§ WORK INSTRUCTIONS
Lines to be reproduced exactly: the one that holds "Mark one point per instance of the mountain range" and all those after it through the end of the data. Include no others.

-- TASK INPUT follows --

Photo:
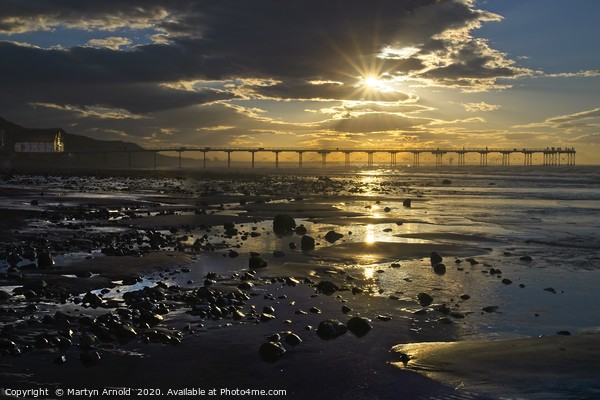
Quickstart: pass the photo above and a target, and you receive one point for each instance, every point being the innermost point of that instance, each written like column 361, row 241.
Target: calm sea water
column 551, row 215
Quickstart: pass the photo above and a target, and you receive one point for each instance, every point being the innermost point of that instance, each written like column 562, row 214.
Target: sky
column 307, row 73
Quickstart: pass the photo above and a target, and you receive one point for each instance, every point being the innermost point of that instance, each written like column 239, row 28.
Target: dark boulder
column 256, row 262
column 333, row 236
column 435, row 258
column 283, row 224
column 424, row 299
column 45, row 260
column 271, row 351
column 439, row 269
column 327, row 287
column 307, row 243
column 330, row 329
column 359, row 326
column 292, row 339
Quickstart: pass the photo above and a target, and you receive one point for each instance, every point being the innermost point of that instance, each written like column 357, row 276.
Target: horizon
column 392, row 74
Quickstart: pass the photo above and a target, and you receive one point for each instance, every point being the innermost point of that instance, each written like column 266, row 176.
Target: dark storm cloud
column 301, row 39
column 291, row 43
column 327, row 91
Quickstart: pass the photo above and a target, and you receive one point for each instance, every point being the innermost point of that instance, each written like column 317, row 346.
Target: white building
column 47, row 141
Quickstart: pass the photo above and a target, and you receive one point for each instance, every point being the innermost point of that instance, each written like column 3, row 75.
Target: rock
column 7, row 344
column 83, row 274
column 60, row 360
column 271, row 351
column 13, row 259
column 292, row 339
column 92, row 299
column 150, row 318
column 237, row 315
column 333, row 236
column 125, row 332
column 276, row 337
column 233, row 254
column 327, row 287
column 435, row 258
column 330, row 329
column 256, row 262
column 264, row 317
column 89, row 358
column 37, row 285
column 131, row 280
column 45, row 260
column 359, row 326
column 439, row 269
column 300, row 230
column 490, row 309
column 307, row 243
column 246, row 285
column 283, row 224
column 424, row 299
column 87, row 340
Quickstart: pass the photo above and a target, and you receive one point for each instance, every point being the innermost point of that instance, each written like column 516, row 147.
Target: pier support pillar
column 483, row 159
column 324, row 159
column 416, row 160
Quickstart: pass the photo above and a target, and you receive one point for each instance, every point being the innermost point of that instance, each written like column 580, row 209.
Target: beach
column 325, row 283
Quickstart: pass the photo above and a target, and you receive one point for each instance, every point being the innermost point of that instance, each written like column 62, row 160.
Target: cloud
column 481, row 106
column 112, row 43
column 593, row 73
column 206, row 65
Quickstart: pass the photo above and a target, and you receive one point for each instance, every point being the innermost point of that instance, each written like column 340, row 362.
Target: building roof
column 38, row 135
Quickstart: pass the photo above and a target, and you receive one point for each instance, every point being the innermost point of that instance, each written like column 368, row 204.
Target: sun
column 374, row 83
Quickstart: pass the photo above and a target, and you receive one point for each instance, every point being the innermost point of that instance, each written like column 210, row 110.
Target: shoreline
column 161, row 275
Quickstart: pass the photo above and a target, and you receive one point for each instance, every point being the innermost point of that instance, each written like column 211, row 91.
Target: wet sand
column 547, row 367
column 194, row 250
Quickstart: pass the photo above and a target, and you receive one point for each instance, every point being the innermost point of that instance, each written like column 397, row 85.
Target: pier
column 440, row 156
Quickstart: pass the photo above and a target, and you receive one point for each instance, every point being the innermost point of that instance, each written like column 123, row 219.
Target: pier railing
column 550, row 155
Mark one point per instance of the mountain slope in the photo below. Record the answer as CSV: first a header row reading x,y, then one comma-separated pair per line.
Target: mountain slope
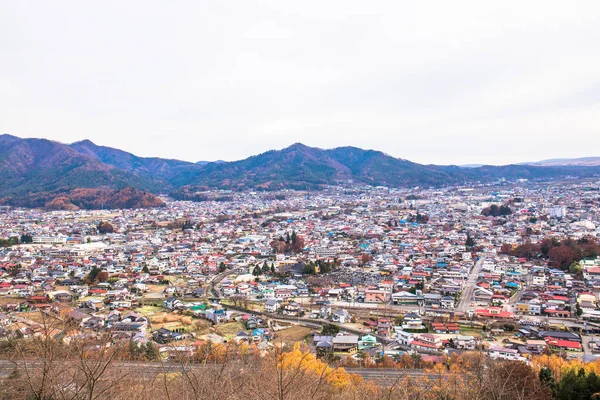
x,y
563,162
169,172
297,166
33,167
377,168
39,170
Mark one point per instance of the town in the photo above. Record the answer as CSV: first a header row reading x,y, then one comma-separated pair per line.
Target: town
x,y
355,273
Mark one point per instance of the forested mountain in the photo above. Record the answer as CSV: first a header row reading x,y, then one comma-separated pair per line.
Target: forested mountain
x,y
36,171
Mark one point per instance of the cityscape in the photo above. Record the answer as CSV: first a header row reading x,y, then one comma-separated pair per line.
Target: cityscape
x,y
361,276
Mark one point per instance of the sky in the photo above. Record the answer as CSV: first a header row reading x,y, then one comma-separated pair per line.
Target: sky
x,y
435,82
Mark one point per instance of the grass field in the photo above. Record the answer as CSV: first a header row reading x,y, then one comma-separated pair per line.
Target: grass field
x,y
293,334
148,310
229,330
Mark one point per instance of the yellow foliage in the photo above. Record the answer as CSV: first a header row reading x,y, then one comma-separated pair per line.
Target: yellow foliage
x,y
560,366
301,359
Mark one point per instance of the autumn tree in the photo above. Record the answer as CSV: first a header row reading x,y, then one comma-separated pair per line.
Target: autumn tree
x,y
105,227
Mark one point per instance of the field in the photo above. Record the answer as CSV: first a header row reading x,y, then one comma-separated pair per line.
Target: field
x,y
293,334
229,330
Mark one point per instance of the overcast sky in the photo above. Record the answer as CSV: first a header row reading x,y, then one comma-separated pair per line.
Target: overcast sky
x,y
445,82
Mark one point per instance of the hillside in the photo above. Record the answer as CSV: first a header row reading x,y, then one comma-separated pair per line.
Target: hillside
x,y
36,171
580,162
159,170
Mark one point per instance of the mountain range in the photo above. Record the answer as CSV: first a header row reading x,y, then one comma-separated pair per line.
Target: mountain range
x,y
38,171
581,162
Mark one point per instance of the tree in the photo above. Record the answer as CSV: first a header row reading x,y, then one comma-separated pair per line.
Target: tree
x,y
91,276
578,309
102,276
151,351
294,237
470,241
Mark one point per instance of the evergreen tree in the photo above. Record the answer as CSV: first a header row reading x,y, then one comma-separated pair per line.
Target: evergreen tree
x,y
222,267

-- TASK INPUT concluded --

§ ANSWER FOR THIS EXERCISE
Mark one point per instance of the mountain range in the photo above. Record the answer as CSV: first a header row reading x,y, then one comma-separated pair per line.
Target: mountain range
x,y
38,171
581,162
Mark one point per instance of the tree in the photo above. Record the answer as CSV: first a header row reading x,y, then one comma-separated pair per line.
Target: tree
x,y
91,276
578,309
102,276
151,351
294,237
470,241
Mark one point per instance of the evergreen tree in the photo above. Record the answer as CSV: first a header row reading x,y, then one comma-separated pair per line.
Target: evergreen tree
x,y
222,267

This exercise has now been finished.